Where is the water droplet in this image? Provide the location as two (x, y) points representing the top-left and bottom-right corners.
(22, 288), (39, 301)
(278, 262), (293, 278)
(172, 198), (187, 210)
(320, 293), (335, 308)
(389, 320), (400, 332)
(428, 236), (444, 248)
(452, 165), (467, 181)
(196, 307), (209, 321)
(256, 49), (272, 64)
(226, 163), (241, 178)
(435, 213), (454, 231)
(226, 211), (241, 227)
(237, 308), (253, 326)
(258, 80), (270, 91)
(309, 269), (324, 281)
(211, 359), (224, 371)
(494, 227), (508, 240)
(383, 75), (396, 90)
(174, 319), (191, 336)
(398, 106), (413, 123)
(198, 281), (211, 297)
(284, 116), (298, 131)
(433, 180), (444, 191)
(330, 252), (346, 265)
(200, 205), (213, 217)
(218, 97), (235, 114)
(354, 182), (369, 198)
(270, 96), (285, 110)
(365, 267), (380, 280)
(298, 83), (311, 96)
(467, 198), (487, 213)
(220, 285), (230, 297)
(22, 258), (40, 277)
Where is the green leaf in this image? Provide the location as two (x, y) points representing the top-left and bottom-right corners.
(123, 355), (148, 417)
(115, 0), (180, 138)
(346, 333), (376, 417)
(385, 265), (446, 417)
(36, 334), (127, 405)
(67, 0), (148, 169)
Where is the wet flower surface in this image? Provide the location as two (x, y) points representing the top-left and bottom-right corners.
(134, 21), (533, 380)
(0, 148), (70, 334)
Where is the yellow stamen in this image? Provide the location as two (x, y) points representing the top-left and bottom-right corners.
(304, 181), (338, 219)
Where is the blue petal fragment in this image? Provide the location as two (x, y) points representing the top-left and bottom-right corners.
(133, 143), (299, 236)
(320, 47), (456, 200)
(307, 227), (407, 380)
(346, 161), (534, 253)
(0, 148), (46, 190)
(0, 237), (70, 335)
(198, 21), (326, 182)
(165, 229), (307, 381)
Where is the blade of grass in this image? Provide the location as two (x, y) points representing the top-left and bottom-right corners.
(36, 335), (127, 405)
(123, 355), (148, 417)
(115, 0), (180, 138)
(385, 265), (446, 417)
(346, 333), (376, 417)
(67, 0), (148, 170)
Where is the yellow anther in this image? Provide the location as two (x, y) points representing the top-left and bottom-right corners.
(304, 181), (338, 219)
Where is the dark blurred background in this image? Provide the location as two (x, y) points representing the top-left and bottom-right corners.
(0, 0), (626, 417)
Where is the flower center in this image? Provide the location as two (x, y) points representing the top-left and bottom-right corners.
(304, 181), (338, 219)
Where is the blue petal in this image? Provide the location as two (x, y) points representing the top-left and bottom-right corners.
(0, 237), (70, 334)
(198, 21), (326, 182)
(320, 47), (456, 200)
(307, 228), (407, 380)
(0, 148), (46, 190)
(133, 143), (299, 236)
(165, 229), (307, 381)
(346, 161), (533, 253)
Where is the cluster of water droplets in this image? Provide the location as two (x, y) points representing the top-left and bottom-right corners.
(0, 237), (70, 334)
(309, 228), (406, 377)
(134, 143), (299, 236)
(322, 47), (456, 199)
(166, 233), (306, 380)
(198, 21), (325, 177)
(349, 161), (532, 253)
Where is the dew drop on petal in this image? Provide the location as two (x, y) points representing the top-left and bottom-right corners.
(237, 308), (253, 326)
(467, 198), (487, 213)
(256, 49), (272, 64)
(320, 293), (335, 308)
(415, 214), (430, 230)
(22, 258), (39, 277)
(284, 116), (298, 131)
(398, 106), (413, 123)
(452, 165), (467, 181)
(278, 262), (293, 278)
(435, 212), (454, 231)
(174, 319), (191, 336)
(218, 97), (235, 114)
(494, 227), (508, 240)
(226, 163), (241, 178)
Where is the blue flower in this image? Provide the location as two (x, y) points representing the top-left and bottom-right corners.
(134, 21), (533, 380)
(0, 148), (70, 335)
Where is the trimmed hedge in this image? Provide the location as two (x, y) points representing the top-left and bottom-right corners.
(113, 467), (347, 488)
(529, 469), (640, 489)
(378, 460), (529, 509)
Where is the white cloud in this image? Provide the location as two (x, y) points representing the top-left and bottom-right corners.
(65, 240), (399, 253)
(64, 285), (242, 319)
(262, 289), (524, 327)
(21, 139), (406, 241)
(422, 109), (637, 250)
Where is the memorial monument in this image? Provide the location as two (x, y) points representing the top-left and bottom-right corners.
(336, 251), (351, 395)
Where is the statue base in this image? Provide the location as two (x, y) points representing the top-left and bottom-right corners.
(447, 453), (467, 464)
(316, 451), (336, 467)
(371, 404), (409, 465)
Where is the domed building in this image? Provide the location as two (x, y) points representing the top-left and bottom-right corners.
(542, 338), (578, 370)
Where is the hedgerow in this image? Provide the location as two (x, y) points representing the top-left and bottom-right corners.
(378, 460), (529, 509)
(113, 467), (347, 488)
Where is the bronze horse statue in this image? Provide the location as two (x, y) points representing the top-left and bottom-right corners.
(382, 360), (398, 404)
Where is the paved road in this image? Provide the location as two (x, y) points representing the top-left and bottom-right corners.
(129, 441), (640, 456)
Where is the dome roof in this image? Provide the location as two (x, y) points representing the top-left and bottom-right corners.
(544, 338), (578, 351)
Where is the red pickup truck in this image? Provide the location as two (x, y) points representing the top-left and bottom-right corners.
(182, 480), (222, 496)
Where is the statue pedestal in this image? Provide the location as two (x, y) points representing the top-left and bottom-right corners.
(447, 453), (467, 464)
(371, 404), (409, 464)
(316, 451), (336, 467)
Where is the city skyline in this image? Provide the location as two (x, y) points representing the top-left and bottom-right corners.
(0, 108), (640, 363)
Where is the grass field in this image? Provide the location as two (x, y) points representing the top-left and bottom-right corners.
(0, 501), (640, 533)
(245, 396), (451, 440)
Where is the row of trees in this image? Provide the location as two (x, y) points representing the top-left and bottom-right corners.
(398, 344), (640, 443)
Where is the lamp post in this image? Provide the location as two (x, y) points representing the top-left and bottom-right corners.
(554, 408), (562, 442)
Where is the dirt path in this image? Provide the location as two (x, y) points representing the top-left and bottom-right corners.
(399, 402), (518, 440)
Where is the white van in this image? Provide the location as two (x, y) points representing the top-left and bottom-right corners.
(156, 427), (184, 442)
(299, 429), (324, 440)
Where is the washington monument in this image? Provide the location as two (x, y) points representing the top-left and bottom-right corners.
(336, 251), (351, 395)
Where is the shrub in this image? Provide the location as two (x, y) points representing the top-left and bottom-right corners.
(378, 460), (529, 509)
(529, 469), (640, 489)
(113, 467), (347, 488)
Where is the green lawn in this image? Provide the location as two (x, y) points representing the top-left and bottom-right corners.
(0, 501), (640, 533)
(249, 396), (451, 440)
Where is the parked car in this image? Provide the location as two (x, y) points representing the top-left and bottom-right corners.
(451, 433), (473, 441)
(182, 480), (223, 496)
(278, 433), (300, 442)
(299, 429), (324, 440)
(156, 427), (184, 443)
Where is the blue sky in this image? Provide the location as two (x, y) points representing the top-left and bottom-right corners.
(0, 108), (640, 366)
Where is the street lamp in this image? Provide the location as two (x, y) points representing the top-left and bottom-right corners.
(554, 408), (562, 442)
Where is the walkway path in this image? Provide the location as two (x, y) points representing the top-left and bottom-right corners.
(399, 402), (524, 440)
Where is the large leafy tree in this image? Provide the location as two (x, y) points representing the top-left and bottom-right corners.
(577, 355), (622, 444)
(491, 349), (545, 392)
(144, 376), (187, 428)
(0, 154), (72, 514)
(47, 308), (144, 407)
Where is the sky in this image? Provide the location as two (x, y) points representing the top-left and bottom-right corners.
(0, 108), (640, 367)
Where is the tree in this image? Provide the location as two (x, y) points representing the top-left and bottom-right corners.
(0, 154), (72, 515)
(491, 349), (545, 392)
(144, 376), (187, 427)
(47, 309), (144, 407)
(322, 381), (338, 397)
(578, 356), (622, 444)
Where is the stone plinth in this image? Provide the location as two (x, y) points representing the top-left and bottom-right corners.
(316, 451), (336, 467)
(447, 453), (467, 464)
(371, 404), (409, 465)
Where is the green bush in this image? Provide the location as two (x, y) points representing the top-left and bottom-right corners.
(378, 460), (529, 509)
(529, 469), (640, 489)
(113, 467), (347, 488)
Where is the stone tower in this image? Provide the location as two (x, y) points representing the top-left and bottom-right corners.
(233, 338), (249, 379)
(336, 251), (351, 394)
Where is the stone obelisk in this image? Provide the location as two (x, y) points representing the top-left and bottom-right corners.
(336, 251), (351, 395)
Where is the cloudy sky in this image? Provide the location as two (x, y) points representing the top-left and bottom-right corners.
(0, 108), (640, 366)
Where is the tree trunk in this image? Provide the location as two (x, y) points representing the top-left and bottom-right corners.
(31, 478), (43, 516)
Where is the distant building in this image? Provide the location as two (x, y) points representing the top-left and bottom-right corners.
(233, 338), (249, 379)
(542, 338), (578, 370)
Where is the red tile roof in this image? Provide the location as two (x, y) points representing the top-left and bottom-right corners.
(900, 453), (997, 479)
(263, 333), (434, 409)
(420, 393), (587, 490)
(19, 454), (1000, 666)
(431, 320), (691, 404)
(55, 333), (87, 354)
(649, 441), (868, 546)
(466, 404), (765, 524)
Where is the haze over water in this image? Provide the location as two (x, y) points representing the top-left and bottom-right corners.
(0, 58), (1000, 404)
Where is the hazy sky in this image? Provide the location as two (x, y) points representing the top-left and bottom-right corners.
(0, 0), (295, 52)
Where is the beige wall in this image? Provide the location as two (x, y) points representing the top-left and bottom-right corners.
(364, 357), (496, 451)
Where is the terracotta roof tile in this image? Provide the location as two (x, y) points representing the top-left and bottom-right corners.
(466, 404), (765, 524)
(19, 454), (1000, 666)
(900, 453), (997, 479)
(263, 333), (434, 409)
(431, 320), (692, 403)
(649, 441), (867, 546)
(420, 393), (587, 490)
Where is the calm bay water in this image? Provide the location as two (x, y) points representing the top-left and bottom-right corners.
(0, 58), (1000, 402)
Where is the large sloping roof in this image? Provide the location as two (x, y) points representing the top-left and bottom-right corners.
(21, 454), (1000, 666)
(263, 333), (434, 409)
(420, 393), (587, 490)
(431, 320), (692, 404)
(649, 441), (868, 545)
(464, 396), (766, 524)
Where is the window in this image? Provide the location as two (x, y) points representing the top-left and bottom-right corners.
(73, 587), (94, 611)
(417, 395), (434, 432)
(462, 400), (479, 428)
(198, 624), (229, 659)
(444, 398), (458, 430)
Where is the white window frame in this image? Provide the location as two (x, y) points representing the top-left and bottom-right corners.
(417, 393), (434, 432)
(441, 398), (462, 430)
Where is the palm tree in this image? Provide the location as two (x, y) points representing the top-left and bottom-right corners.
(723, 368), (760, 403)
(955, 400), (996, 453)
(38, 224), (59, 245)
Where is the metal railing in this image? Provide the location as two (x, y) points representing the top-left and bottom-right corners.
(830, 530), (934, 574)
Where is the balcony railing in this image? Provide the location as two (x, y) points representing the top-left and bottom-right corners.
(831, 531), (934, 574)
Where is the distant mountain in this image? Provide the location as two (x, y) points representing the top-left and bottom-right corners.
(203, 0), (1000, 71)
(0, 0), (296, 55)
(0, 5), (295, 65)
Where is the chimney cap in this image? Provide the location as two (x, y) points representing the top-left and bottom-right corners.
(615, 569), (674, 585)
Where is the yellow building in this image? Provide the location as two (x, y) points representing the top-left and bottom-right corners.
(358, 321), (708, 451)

## WHAT YOU HAVE TO DO
Rewrite the lines starting at the one containing "Where is the bronze" and ending at the one containing "(544, 338), (578, 351)", both included, as a JSON list of strings with one string per line and blank lines left out.

## IN RESPONSE
[
  "Where is the bronze horse statue in this image? Provide the location as two (x, y) points representing the top-left and bottom-right corners.",
  "(382, 360), (398, 404)",
  "Where is the paved road in this image? Provide the location as two (x, y) points representing the top-left and bottom-right corners.",
  "(129, 441), (640, 456)",
  "Where is the dome roof in this image? Provide the location as two (x, y) points representing the top-left and bottom-right corners.",
  "(544, 338), (578, 351)"
]